**Assigned task:** A full and exact copy of the listing that follows is needed.

**Source information:**
------------

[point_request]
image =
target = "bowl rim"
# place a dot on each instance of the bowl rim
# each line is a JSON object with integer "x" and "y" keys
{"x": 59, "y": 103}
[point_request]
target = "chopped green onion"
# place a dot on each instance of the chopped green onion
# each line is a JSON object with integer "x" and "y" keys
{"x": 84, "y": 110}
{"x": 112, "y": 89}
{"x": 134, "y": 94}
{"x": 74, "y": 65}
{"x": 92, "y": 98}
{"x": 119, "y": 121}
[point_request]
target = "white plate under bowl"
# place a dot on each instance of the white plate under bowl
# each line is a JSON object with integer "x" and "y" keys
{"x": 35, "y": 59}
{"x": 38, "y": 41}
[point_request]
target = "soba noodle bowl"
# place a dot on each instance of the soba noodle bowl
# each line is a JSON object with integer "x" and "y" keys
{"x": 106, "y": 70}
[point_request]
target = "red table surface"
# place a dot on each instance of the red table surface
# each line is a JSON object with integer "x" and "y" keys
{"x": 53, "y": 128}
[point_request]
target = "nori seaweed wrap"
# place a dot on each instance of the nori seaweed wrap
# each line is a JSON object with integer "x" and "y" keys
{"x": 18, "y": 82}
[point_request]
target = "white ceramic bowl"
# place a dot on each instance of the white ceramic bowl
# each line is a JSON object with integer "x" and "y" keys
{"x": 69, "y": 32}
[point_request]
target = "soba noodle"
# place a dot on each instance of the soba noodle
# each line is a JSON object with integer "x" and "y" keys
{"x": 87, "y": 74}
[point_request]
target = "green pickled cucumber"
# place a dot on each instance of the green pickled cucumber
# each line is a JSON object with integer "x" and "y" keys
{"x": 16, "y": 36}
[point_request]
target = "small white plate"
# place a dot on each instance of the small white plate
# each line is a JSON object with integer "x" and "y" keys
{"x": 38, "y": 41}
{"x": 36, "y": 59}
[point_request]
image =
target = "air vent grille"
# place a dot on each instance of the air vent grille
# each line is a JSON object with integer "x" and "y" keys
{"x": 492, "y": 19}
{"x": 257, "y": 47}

------------

**Output below:**
[point_request]
image =
target = "bowl rim"
# place a dot on each instance of the bowl rim
# each line is a JSON object with integer "x" and "y" keys
{"x": 59, "y": 103}
[point_request]
target = "chopped green onion"
# place a dot on each instance of the chopped green onion
# each line is a JSON object with integer "x" and "y" keys
{"x": 84, "y": 110}
{"x": 112, "y": 89}
{"x": 134, "y": 94}
{"x": 74, "y": 65}
{"x": 92, "y": 98}
{"x": 119, "y": 121}
[point_request]
target = "white plate under bowl"
# place a dot on each instance of the white plate under bowl
# each line is a JSON object with integer "x" and "y" keys
{"x": 35, "y": 59}
{"x": 38, "y": 41}
[point_request]
target = "soba noodle bowl"
# place a dot on each instance of the soba noodle bowl
# each line is a JSON object with integer "x" and "y" keys
{"x": 106, "y": 70}
[point_request]
target = "red table surface"
# place a dot on each instance of the red table surface
# each line is a JSON object with integer "x" and "y" keys
{"x": 53, "y": 128}
[point_request]
target = "nori seaweed wrap"
# place a dot on each instance of the nori seaweed wrap
# each line is a JSON object with integer "x" and "y" keys
{"x": 18, "y": 82}
[point_request]
target = "white ceramic bowl"
# place a dot on each instance of the white ceramic bowl
# each line is a JSON object with integer "x" and "y" keys
{"x": 69, "y": 32}
[point_request]
target = "soba noodle"
# place a dot on each instance of the soba noodle
# each line is a JSON object with integer "x" and "y" keys
{"x": 87, "y": 74}
[point_request]
target = "green pickled cucumber"
# place a dot on each instance of the green pickled cucumber
# each line is a JSON object with integer "x" and "y" keys
{"x": 16, "y": 36}
[point_request]
target = "small white plate"
# place a dot on each instance of the small white plate
# each line is a JSON object with integer "x" and "y" keys
{"x": 38, "y": 41}
{"x": 36, "y": 59}
[point_request]
image =
target = "air vent grille"
# place a dot on each instance of the air vent grille
# each line is a JSON object with integer "x" and "y" keys
{"x": 492, "y": 19}
{"x": 257, "y": 47}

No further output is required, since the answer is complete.